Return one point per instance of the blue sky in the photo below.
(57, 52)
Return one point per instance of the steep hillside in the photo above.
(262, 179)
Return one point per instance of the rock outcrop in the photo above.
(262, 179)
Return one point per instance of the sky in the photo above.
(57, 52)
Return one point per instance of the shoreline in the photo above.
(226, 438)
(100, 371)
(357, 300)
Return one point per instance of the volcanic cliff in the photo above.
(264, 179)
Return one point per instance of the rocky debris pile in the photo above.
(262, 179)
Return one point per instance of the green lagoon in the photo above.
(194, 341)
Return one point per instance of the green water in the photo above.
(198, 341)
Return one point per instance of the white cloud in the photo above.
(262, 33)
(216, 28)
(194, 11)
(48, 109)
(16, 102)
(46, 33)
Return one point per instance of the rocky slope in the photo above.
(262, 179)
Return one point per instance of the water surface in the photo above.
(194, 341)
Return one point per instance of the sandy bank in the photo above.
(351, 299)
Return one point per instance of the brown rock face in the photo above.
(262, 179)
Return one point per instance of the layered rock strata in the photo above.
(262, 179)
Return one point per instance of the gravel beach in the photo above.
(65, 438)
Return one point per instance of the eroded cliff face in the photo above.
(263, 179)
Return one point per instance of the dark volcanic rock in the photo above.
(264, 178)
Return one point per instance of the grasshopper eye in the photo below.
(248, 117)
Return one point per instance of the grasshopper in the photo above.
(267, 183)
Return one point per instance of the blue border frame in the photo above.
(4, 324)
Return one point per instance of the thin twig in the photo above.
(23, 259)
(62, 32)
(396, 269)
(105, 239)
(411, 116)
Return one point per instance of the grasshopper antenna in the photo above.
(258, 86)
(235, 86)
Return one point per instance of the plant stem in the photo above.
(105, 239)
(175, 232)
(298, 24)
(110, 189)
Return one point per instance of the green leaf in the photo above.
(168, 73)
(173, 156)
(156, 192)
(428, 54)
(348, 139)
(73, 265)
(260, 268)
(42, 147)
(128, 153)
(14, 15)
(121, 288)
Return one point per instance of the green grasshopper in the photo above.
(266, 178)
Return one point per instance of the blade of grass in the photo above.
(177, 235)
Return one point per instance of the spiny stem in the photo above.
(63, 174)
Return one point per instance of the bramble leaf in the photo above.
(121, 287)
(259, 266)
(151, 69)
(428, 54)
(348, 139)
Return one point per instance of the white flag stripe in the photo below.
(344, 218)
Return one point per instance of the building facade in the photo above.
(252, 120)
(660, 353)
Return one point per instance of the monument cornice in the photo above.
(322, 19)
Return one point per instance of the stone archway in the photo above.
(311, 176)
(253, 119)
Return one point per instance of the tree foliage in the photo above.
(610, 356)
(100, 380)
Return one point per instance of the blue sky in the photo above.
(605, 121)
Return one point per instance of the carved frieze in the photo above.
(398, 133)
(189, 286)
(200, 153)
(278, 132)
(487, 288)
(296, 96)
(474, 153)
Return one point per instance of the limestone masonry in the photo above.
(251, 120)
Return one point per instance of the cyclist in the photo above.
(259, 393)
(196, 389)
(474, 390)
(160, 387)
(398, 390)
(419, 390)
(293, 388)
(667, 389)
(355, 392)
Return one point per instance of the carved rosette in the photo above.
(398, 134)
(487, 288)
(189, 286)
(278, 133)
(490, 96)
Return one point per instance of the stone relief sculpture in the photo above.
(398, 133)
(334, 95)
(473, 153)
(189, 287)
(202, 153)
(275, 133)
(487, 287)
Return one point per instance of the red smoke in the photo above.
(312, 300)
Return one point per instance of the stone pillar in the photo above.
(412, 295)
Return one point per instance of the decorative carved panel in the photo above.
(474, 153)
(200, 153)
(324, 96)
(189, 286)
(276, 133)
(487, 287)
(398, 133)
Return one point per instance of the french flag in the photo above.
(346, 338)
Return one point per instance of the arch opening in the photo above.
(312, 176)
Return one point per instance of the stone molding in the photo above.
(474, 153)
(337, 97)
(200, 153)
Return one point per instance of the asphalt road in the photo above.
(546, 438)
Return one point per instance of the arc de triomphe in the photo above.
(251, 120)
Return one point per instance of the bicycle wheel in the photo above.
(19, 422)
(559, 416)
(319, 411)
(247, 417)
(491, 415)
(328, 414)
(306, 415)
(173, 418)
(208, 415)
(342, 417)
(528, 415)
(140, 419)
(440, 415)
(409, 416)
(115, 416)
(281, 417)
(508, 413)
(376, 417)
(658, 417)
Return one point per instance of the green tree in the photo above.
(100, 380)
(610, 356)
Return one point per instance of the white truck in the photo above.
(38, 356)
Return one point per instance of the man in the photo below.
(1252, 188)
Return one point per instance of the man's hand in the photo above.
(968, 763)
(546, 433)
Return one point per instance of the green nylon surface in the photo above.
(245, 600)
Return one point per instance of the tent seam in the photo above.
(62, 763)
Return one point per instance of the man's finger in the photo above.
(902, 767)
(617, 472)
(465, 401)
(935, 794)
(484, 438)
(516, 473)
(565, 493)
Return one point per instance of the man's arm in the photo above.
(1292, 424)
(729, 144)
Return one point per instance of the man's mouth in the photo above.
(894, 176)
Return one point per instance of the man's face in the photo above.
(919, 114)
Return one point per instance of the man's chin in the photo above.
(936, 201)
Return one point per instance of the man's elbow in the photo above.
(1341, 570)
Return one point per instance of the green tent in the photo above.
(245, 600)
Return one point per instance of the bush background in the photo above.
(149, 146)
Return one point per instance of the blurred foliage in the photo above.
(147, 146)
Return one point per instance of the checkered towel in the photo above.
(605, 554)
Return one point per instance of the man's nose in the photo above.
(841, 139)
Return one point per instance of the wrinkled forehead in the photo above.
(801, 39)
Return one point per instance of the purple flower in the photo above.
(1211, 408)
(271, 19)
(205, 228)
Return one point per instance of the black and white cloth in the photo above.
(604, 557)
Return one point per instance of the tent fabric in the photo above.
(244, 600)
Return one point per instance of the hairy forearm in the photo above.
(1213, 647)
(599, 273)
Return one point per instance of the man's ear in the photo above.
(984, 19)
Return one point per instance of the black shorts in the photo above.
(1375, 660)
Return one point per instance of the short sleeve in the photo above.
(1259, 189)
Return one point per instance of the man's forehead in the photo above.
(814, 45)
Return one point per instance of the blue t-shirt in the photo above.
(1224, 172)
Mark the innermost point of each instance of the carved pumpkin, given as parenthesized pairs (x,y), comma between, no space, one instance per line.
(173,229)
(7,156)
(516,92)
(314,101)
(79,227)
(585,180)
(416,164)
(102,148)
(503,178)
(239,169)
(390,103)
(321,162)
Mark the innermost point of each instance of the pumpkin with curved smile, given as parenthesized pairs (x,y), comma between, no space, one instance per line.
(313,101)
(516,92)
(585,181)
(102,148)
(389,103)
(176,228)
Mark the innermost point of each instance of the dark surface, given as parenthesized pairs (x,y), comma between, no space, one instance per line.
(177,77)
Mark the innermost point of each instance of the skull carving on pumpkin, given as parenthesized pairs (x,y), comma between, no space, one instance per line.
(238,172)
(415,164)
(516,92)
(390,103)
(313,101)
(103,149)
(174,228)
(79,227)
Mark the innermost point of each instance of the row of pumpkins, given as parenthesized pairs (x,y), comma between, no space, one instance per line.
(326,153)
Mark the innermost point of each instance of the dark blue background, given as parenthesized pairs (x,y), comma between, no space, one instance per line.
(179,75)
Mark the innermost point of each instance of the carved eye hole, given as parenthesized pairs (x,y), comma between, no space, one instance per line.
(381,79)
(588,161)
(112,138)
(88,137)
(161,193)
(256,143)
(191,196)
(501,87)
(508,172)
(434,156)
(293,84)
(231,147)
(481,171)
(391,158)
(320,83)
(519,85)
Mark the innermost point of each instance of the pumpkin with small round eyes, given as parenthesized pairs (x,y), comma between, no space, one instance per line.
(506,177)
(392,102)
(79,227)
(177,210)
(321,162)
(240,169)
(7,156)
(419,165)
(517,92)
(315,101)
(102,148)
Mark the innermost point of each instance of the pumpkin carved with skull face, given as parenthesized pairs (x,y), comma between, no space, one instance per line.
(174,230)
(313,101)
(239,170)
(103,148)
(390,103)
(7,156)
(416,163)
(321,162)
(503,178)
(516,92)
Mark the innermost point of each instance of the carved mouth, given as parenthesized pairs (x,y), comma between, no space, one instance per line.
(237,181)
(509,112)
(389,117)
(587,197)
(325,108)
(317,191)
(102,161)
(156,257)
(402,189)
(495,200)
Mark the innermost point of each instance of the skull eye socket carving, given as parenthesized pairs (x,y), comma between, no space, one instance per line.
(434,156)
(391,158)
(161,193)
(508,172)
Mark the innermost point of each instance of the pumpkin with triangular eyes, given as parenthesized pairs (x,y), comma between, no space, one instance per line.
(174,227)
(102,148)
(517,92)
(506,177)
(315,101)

+ + + + +

▶ _TASK INSTRUCTIONS_
Copy out, without changing them, the rows from the line containing "pumpkin with triangular" through the end of the rows.

▶ _THE SOLUTION_
Mark the innermost point of each instance of the pumpkin with triangular eyes, given as parenthesized pairs (x,y), comma between, no space, one instance per line.
(174,227)
(102,148)
(517,92)
(506,177)
(315,101)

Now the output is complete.